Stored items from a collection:
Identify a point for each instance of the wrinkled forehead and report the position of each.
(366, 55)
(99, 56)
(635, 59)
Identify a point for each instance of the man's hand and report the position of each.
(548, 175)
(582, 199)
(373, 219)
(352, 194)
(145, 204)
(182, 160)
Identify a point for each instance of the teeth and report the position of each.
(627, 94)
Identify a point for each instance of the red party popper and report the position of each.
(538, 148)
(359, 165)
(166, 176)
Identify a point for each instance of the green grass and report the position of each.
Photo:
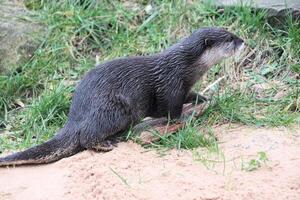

§ YOUR INSTRUCTIONS:
Edit the material by replacing every "instance" with "occurrence" and keeping all other text unchanged. Leave the pictures out of your version.

§ EXERCISE RESPONSE:
Identify a point for each occurrence of the wrinkled forehead and report the position of each.
(366, 55)
(99, 56)
(635, 59)
Identify a point for each occurrence of the man's hand and report the position of each.
(548, 175)
(582, 199)
(373, 219)
(352, 194)
(145, 204)
(182, 160)
Identify a point for each occurrence of the teeth and report the position of each.
(627, 94)
Identify a point for each occurrence of the red party popper and report the position of each.
(538, 148)
(359, 165)
(166, 176)
Identify a point for each occurrence of the green grass and report the position of each.
Photo:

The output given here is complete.